Repeat the rows from their very first line through the line containing "xmin=195 ymin=266 xmax=240 ymax=333", both ends included, and leave the pictures out.

= Supplied records =
========

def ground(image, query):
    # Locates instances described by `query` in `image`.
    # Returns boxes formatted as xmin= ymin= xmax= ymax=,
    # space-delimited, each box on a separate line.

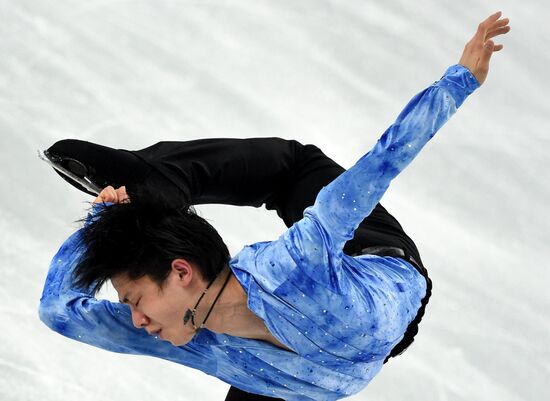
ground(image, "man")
xmin=40 ymin=13 xmax=509 ymax=400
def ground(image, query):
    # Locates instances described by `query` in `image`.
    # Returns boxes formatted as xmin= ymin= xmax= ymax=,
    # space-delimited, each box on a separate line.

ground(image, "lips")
xmin=149 ymin=329 xmax=162 ymax=336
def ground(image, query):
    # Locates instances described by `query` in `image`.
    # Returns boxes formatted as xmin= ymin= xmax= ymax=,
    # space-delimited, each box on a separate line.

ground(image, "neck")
xmin=195 ymin=266 xmax=240 ymax=333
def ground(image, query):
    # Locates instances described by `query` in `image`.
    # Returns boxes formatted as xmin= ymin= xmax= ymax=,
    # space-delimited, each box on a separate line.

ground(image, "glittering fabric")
xmin=39 ymin=65 xmax=479 ymax=401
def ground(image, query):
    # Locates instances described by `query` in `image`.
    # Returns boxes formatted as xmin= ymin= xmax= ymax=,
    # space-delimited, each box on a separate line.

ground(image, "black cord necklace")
xmin=183 ymin=270 xmax=231 ymax=332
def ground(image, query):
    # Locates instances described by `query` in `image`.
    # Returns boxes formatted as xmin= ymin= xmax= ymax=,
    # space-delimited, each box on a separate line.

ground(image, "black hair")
xmin=73 ymin=189 xmax=230 ymax=293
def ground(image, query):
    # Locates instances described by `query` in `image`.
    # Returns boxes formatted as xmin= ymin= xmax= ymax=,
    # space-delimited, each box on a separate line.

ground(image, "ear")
xmin=170 ymin=259 xmax=195 ymax=287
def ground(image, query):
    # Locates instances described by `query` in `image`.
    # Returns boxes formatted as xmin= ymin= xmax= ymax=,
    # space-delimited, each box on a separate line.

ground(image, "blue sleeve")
xmin=39 ymin=216 xmax=216 ymax=373
xmin=285 ymin=64 xmax=479 ymax=264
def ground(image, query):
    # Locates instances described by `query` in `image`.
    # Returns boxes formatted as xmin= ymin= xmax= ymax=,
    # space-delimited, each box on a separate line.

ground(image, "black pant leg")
xmin=225 ymin=386 xmax=284 ymax=401
xmin=273 ymin=145 xmax=422 ymax=264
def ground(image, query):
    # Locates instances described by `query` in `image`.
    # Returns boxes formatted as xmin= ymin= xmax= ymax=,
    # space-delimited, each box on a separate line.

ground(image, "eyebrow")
xmin=118 ymin=293 xmax=130 ymax=304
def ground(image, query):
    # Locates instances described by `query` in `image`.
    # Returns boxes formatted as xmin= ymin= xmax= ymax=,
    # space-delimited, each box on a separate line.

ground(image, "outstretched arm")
xmin=286 ymin=13 xmax=509 ymax=266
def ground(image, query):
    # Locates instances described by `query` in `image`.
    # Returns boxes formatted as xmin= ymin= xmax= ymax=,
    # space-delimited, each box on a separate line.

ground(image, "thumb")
xmin=476 ymin=40 xmax=495 ymax=84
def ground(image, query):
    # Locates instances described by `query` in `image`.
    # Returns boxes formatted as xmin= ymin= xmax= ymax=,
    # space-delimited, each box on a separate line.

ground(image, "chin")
xmin=166 ymin=336 xmax=194 ymax=347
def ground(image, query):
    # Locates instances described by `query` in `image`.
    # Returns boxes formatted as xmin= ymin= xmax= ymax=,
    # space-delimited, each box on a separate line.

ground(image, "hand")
xmin=458 ymin=11 xmax=510 ymax=85
xmin=94 ymin=185 xmax=130 ymax=203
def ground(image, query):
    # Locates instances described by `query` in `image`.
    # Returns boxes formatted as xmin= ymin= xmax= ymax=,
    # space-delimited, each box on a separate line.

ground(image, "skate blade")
xmin=38 ymin=150 xmax=101 ymax=195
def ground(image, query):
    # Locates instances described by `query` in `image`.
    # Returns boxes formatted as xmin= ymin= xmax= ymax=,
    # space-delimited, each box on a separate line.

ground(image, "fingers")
xmin=485 ymin=18 xmax=510 ymax=42
xmin=93 ymin=185 xmax=130 ymax=203
xmin=115 ymin=186 xmax=130 ymax=203
xmin=459 ymin=11 xmax=510 ymax=85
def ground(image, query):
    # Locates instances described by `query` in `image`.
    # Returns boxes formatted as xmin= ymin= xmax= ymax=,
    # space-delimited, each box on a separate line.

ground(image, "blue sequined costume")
xmin=40 ymin=65 xmax=479 ymax=401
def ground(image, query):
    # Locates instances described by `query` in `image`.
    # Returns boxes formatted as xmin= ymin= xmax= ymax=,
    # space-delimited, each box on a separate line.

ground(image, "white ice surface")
xmin=0 ymin=0 xmax=550 ymax=401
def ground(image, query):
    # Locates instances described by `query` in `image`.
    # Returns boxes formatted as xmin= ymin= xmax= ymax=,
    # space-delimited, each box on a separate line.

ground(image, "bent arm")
xmin=39 ymin=230 xmax=208 ymax=371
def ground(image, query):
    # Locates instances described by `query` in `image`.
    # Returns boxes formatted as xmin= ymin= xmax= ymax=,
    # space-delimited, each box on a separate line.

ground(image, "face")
xmin=111 ymin=259 xmax=203 ymax=346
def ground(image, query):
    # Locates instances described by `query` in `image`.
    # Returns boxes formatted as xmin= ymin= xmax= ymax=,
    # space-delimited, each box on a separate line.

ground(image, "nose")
xmin=132 ymin=308 xmax=151 ymax=329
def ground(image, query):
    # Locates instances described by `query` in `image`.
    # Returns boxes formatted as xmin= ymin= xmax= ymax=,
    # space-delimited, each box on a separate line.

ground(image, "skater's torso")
xmin=207 ymin=274 xmax=294 ymax=352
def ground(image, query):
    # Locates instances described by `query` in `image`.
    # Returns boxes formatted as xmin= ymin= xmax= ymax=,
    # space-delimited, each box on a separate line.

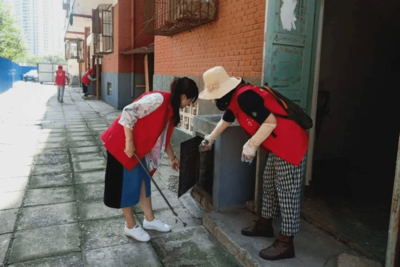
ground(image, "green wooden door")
xmin=264 ymin=0 xmax=316 ymax=112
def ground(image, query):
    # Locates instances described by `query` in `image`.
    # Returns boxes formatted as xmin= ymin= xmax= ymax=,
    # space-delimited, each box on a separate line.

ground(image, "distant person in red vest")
xmin=54 ymin=65 xmax=65 ymax=103
xmin=199 ymin=67 xmax=308 ymax=260
xmin=81 ymin=69 xmax=97 ymax=96
xmin=101 ymin=77 xmax=199 ymax=242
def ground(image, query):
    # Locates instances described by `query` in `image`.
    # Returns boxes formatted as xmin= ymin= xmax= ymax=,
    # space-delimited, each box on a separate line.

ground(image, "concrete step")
xmin=203 ymin=209 xmax=356 ymax=267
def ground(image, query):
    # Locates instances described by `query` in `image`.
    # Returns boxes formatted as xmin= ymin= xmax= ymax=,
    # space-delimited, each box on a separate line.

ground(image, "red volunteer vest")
xmin=100 ymin=91 xmax=174 ymax=173
xmin=81 ymin=71 xmax=90 ymax=86
xmin=56 ymin=70 xmax=65 ymax=86
xmin=228 ymin=85 xmax=308 ymax=166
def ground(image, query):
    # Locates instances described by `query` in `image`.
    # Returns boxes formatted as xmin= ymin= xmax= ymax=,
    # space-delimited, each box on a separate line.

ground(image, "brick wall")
xmin=155 ymin=0 xmax=266 ymax=77
xmin=102 ymin=1 xmax=122 ymax=72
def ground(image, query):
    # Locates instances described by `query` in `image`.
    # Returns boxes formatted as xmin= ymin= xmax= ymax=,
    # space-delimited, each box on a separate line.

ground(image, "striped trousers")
xmin=262 ymin=153 xmax=305 ymax=236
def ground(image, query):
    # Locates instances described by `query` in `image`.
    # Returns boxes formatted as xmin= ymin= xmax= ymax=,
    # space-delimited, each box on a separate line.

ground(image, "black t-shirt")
xmin=222 ymin=90 xmax=271 ymax=124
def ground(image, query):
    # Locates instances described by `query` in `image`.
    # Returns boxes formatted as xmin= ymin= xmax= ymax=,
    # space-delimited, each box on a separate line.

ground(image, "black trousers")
xmin=82 ymin=83 xmax=87 ymax=94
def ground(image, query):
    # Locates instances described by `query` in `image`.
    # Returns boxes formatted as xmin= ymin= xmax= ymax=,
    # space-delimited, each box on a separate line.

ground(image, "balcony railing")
xmin=92 ymin=4 xmax=114 ymax=54
xmin=77 ymin=39 xmax=85 ymax=63
xmin=144 ymin=0 xmax=218 ymax=36
xmin=65 ymin=40 xmax=78 ymax=59
xmin=63 ymin=0 xmax=71 ymax=10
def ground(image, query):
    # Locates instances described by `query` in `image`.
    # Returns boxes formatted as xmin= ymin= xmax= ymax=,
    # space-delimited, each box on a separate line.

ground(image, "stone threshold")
xmin=203 ymin=209 xmax=381 ymax=267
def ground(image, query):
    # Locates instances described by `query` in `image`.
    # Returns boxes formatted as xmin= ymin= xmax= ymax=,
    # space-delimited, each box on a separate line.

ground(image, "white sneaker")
xmin=124 ymin=224 xmax=150 ymax=242
xmin=143 ymin=218 xmax=171 ymax=232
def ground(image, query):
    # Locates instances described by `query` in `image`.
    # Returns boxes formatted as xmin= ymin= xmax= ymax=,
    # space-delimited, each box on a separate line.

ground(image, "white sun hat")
xmin=199 ymin=66 xmax=242 ymax=100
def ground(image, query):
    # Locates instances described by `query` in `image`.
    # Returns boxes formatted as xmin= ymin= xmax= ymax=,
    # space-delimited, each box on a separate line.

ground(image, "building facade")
xmin=12 ymin=0 xmax=63 ymax=56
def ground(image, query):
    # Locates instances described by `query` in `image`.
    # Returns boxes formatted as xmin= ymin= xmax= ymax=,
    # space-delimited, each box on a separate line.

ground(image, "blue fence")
xmin=0 ymin=57 xmax=37 ymax=94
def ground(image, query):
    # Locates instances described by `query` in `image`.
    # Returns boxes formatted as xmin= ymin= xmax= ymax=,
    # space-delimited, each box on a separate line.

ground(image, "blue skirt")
xmin=104 ymin=151 xmax=151 ymax=209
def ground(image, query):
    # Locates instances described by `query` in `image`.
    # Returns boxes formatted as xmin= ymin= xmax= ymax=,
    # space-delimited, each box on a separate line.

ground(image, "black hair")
xmin=171 ymin=77 xmax=199 ymax=126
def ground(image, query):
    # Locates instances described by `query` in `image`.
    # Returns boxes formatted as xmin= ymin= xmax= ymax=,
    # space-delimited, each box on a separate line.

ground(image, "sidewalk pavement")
xmin=0 ymin=83 xmax=240 ymax=267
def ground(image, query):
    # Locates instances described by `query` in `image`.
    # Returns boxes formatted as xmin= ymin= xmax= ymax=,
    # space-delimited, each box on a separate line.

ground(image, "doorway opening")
xmin=302 ymin=0 xmax=400 ymax=262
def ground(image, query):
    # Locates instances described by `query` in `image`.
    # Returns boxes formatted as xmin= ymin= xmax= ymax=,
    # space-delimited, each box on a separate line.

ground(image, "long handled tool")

========

= Answer to this problem =
def ground(image, query):
    # Locates instances described by `query` in `image`.
    # Returns boxes formatted as xmin= ymin= xmax= ymax=,
    # space-delimited, each box on a separate line.

ground(image, "man")
xmin=40 ymin=13 xmax=509 ymax=400
def ground(image, query):
    # Locates instances described by `query` in `image`.
    # Returns boxes formatted as xmin= ymin= xmax= ymax=,
    # space-delimited, each box on a separate line.

ground(image, "lips")
xmin=149 ymin=329 xmax=162 ymax=336
def ground(image, query):
    # Locates instances described by `query` in `image`.
    # Returns boxes formatted as xmin= ymin= xmax= ymax=,
    # space-delimited, each box on a separate line.

ground(image, "neck")
xmin=195 ymin=266 xmax=240 ymax=333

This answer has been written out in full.